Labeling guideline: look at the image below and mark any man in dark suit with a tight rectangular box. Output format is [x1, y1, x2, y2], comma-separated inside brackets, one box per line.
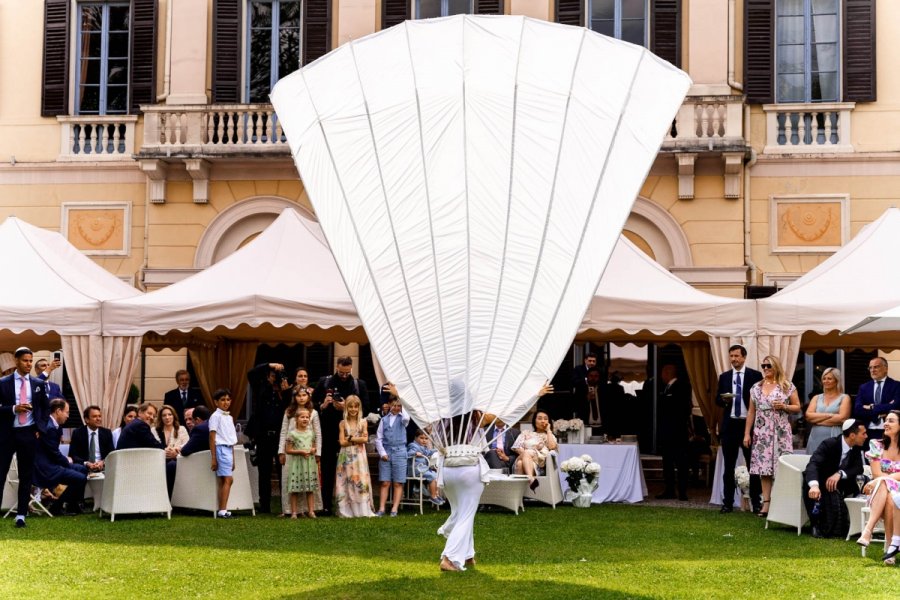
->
[803, 419, 867, 538]
[247, 362, 289, 513]
[34, 356, 63, 399]
[484, 420, 519, 471]
[656, 364, 693, 501]
[715, 344, 763, 513]
[117, 402, 176, 496]
[0, 347, 51, 528]
[853, 357, 900, 442]
[34, 399, 88, 515]
[68, 405, 114, 472]
[163, 369, 204, 424]
[570, 352, 598, 393]
[180, 406, 211, 456]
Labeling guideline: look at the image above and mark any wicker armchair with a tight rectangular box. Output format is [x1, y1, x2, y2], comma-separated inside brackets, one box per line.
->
[172, 447, 256, 517]
[523, 451, 564, 508]
[765, 453, 811, 535]
[98, 449, 171, 522]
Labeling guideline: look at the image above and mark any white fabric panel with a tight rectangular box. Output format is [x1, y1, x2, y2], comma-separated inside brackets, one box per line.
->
[271, 15, 691, 435]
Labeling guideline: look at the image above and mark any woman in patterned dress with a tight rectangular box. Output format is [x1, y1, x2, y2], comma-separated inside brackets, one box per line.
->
[743, 355, 800, 518]
[858, 410, 900, 564]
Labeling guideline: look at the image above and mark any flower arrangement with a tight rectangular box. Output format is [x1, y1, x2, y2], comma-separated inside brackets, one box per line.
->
[553, 418, 584, 435]
[560, 454, 601, 507]
[734, 466, 750, 494]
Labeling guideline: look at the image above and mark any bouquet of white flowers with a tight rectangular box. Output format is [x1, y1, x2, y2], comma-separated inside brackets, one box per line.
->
[553, 418, 584, 434]
[734, 465, 750, 493]
[560, 454, 601, 507]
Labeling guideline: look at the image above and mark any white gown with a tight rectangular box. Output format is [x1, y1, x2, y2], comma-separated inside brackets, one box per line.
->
[436, 446, 490, 570]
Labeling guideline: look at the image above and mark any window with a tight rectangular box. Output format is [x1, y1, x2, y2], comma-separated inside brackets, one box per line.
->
[588, 0, 647, 47]
[75, 2, 130, 115]
[776, 0, 839, 103]
[246, 0, 301, 103]
[417, 0, 472, 19]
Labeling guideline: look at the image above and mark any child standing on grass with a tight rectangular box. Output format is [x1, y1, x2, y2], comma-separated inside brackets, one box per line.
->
[408, 429, 444, 506]
[375, 392, 409, 516]
[285, 408, 318, 519]
[209, 388, 238, 519]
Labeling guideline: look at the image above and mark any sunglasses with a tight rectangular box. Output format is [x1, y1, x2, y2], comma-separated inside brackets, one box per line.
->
[760, 363, 773, 369]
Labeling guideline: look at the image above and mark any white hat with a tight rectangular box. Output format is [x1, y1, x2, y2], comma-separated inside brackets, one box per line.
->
[842, 418, 860, 433]
[0, 353, 14, 372]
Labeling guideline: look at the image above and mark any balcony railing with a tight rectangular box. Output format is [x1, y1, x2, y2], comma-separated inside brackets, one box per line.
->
[661, 95, 745, 152]
[140, 104, 290, 156]
[762, 103, 854, 154]
[57, 115, 138, 161]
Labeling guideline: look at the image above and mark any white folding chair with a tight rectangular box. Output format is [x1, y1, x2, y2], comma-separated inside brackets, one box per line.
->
[2, 455, 53, 519]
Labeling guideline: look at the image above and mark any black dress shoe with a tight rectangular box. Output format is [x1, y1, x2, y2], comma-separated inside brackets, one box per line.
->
[14, 519, 25, 528]
[811, 527, 823, 539]
[655, 492, 677, 500]
[720, 505, 733, 514]
[882, 545, 900, 562]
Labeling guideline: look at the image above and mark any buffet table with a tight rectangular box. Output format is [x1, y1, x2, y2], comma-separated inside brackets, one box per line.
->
[557, 442, 646, 504]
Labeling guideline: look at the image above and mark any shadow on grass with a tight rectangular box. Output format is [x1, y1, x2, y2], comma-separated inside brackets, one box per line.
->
[273, 573, 657, 600]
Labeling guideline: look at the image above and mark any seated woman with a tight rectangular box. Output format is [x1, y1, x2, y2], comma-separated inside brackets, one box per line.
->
[112, 404, 138, 449]
[512, 410, 558, 490]
[859, 410, 900, 565]
[153, 404, 188, 453]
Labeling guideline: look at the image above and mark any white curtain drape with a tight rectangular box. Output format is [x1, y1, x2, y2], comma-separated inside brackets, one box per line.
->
[61, 335, 143, 430]
[708, 334, 802, 383]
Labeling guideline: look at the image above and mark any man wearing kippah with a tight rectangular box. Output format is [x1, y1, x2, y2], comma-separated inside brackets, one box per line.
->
[802, 419, 868, 538]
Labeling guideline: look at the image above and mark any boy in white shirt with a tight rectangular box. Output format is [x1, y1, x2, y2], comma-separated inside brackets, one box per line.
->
[209, 388, 238, 518]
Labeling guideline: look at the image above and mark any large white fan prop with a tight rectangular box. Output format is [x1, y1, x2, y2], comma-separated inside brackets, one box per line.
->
[272, 15, 690, 448]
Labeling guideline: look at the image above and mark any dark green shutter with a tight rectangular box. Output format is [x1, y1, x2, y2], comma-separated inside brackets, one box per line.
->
[475, 0, 503, 14]
[650, 0, 680, 67]
[303, 0, 331, 65]
[130, 0, 158, 113]
[843, 0, 876, 102]
[555, 0, 584, 26]
[41, 0, 70, 116]
[744, 0, 774, 104]
[213, 0, 241, 103]
[381, 0, 409, 29]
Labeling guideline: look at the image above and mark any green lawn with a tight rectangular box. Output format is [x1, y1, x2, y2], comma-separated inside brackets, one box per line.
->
[0, 503, 895, 599]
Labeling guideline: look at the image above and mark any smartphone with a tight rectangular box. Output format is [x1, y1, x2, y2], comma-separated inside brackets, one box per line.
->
[53, 351, 61, 361]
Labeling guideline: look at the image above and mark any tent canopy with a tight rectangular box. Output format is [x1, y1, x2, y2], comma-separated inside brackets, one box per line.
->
[579, 236, 755, 343]
[0, 216, 140, 348]
[102, 209, 365, 344]
[758, 208, 900, 350]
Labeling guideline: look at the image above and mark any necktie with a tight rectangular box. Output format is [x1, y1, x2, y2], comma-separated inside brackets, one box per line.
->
[89, 431, 97, 462]
[875, 380, 883, 404]
[17, 376, 27, 425]
[182, 390, 187, 404]
[734, 372, 742, 417]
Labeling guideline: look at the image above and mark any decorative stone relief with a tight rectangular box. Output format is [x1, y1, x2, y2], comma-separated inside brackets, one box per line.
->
[61, 201, 131, 255]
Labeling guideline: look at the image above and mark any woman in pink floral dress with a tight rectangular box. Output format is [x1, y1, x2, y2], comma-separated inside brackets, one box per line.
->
[743, 355, 800, 517]
[858, 410, 900, 565]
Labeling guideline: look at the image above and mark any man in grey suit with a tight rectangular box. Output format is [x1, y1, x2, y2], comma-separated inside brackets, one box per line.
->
[484, 420, 519, 471]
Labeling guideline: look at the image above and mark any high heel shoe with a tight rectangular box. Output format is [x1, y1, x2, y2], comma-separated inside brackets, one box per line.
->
[857, 528, 873, 548]
[882, 545, 899, 562]
[758, 499, 770, 518]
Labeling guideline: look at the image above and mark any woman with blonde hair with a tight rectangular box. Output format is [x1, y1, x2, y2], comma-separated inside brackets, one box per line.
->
[805, 367, 851, 454]
[334, 395, 375, 517]
[743, 355, 800, 518]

********************

Required work:
The string "green" may occur on several lines of the listing; state how many such lines there are, giving the number only.

Solved problem:
2